### Excerpt provided
• Per Nørgård
  • A Skildpadde-tango (1984)
    (Tortoise Tango (Without Jealousy))

  • Edition Wilhelm Hansen Copenhagen (World)

A Tortoise´s Tango is part of Nørgård´s "Animals in Concert", a suite of piano pieces, so far comprised of:

1. A Tortoise´s Tango (1984)– dur.: 4´
2. Light of a Night – Paul with bird (1989)- dur.: 6´
3. Hermit Crab Tango – Esperanza (1997)- dur.: 5´

The pieces can be performed together or one by one.

  • pf
  • 4 min

Programme Note

A TORTOISE´S TANGO

A Tortoise´s Tango(1984), ´Light of a Night - Paul with bird (1989) and ´Esperanza - Hermit Crab Tango´(1997) are (the first) three movements of a suite ´Animals in Concert´ for piano.

1. A Tortoise´s Tango – Skildpadde-tango (1984) – dur.: 4´
2. Light of a Night – Paul meets bird (1989) - dur.: 6´
3. Hermit Crab Tango, Esperanza (1997) - dur.: 5´

The movements can be performed separately.

The tortoise as tango dancer must presumably possess certain rhythmic peculiarities, which I have chosen to express by letting the tune of the tortoise shuffle broadly, tripartite through the strict four partite time of tango.

### Given information
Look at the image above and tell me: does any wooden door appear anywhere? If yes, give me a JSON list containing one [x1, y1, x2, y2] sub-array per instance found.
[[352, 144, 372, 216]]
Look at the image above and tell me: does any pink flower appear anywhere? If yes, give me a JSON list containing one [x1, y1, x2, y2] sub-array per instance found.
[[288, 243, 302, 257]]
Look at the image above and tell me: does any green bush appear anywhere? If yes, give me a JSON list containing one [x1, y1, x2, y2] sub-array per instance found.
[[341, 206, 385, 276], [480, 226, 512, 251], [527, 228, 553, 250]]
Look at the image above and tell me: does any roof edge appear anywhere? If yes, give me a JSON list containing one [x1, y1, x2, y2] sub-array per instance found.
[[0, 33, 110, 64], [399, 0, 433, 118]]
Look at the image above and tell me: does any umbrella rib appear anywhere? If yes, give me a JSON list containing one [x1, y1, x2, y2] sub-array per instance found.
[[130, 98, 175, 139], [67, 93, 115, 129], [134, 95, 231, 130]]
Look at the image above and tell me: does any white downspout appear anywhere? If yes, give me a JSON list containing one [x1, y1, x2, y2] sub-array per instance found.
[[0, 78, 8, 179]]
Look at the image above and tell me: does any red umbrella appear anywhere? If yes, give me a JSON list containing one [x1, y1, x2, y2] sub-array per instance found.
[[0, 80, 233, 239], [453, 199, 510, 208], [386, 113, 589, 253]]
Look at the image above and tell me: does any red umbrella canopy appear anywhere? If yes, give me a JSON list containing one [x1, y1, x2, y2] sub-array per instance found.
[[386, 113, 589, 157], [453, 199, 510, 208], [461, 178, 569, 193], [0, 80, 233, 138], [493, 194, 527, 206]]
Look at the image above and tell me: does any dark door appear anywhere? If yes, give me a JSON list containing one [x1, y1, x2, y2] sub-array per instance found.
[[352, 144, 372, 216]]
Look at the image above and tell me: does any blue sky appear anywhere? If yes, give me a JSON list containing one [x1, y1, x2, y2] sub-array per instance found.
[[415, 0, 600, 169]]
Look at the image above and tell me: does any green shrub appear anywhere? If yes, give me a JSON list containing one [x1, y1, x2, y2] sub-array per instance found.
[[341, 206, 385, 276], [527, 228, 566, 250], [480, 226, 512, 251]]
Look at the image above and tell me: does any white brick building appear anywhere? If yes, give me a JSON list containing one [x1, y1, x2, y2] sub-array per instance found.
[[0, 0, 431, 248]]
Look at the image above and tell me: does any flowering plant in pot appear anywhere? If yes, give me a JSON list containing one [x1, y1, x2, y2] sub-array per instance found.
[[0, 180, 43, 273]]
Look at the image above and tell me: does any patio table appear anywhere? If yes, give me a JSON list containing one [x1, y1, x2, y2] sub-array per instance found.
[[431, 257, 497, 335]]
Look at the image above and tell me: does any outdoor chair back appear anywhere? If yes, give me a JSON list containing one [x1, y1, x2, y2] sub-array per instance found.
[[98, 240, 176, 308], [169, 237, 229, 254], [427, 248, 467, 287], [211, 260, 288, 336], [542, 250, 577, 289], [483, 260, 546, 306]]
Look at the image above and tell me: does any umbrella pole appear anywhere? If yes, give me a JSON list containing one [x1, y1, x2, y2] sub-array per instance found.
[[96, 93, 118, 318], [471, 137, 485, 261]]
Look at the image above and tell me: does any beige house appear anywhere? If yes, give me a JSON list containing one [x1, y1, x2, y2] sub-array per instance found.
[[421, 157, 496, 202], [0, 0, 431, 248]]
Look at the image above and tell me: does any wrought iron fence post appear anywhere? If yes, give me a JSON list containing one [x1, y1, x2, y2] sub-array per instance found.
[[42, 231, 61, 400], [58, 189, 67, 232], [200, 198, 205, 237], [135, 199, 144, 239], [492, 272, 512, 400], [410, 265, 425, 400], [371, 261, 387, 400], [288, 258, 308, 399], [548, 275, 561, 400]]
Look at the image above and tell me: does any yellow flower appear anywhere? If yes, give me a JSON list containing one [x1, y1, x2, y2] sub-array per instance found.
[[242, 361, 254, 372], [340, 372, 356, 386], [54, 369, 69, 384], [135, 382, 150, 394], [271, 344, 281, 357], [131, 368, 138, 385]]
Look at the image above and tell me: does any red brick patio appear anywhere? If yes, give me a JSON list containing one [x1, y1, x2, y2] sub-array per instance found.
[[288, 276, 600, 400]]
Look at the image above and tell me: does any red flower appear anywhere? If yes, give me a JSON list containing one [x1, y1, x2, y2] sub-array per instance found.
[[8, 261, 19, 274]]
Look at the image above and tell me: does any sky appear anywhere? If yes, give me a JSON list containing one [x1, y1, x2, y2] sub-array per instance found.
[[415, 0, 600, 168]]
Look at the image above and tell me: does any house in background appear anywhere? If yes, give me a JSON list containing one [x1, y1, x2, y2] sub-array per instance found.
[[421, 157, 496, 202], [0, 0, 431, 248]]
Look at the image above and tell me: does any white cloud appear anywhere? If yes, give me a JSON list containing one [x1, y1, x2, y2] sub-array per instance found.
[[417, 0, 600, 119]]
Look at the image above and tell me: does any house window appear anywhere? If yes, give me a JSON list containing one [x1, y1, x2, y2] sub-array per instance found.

...

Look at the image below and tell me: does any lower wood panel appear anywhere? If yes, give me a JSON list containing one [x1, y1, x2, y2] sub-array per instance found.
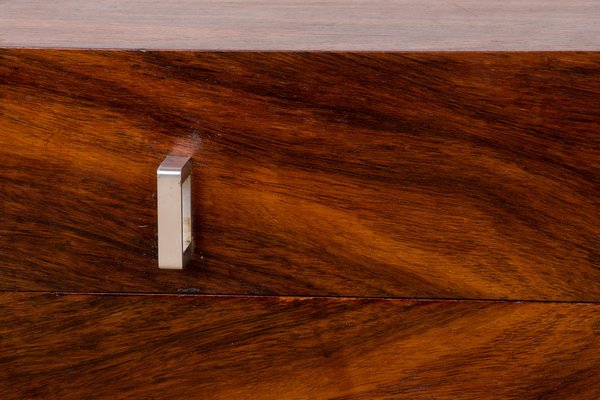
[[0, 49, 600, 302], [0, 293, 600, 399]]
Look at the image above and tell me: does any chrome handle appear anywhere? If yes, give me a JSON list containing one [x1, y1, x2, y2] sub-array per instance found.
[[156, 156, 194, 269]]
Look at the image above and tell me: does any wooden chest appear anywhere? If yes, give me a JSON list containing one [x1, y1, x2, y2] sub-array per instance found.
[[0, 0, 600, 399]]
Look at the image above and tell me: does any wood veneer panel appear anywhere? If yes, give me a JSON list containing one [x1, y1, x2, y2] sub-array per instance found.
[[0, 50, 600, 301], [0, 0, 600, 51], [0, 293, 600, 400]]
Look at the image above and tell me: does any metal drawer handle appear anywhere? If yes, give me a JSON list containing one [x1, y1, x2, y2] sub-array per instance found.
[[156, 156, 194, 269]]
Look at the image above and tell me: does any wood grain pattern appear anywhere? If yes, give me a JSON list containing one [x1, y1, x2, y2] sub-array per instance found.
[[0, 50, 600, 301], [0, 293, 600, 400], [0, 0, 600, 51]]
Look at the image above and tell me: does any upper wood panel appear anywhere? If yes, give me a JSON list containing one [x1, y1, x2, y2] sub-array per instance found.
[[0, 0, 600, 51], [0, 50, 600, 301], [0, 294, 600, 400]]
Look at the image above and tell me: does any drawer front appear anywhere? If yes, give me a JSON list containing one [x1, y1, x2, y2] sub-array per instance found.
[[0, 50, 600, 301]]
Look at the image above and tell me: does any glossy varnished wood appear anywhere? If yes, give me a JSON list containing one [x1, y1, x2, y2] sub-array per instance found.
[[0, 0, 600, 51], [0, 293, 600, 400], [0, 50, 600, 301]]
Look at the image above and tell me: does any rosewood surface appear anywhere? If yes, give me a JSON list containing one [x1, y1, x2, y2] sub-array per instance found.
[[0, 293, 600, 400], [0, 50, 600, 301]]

--

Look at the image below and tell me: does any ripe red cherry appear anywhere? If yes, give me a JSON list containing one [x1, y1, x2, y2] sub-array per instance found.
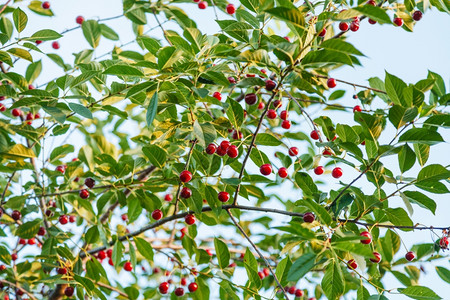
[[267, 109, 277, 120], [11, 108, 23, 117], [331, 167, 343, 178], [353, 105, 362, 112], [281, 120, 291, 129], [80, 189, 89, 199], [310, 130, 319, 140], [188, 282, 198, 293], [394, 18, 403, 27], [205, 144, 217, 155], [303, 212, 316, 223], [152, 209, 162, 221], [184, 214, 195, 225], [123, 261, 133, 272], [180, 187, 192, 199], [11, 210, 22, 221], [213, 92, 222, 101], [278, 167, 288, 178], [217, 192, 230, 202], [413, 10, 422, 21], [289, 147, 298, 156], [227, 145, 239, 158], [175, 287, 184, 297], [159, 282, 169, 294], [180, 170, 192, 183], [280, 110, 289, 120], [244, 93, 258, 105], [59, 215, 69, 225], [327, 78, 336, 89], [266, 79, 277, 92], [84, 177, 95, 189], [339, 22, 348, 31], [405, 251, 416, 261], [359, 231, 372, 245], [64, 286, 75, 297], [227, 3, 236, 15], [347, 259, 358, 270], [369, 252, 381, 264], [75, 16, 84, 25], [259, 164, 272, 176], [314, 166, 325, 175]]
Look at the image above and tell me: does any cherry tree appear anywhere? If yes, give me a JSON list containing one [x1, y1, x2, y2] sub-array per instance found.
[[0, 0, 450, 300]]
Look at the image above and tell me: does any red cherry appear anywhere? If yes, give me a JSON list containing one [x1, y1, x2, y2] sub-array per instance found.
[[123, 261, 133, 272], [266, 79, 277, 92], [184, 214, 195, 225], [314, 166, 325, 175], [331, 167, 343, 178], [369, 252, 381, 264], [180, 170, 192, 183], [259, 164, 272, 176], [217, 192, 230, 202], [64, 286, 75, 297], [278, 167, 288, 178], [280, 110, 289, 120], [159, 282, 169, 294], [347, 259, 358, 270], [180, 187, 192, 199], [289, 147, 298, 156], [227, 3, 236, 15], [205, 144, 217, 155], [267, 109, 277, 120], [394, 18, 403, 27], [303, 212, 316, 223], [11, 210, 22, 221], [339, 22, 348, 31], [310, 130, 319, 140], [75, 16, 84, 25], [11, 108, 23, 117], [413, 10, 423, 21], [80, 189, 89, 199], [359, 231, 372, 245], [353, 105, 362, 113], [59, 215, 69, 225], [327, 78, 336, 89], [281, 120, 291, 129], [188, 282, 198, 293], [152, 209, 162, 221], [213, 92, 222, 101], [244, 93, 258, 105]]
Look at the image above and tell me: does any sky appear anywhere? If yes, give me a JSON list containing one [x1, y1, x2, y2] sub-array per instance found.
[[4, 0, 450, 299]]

### Activities
A) Which publisher does the page about A Tortoise's Tango list for the piece?
B) Return the wording of the page about A Tortoise's Tango exactly, beginning at the words "1. A Tortoise´s Tango (1984)–" and stopping after the words "Concert´ for piano.".
C) Resume the page about A Tortoise's Tango, picking up after its final sentence.
The items come from a separate source and are not part of the page about A Tortoise's Tango.

### Responses to the tasks
A) Edition Wilhelm Hansen Copenhagen (World).

B)
1. A Tortoise´s Tango (1984)– dur.: 4´
2. Light of a Night – Paul with bird (1989)- dur.: 6´
3. Hermit Crab Tango – Esperanza (1997)- dur.: 5´

The pieces can be performed together or one by one.

  • pf
  • 4 min

Programme Note

A TORTOISE´S TANGO

A Tortoise´s Tango(1984), ´Light of a Night - Paul with bird (1989) and ´Esperanza - Hermit Crab Tango´(1997) are (the first) three movements of a suite ´Animals in Concert´ for piano.

C)
Tortoise Tango was the original title of this piece, “written for Achilles” (the pianist Yvar Mikhashoff), for his so called tango project”, including new tangos for piano by composers from all over the world.

Esperanza and Tortoise Tango were later arranged for saxophone quartet (by Jesper Nordin) and for bandoneon and small ensemble (by Niels Rosing-Schow,)

Per Nørgård

Programme notes for "Animals in Concert":

1. A Tortoise´s Tango (1984) – dur.: 4´
2. Light of a Night – Paul meets bird (1989) - dur.: 6´
3. Hermit Crab Tango – Esperanza (1997) - dur.: 5´

The pieces can be performed together or one by one.

In the 1980s, quite a few “finds” turned up in Per Nørgård’s music. The material could be, say, a number of song birds’ equilibrist melodic lines, the overtones of the ocean surf, or waltzing themes by the schizophrenic artist Adolf Wölfli (1864-1930). Or again, as heard here, it can be the rhythms and motifs of the tango and a Beatles song (with bird), explored in three independent piano pieces that form the Animals in Concert suite, about which the composer writes:

A Tortoise´s Tango: The tortoise as tango dancer must presumably possess certain rhythmic peculiarities, which I have chosen to express by letting the tune of the tortoise shuffle broadly, tripartite through the strict four partite time of tango.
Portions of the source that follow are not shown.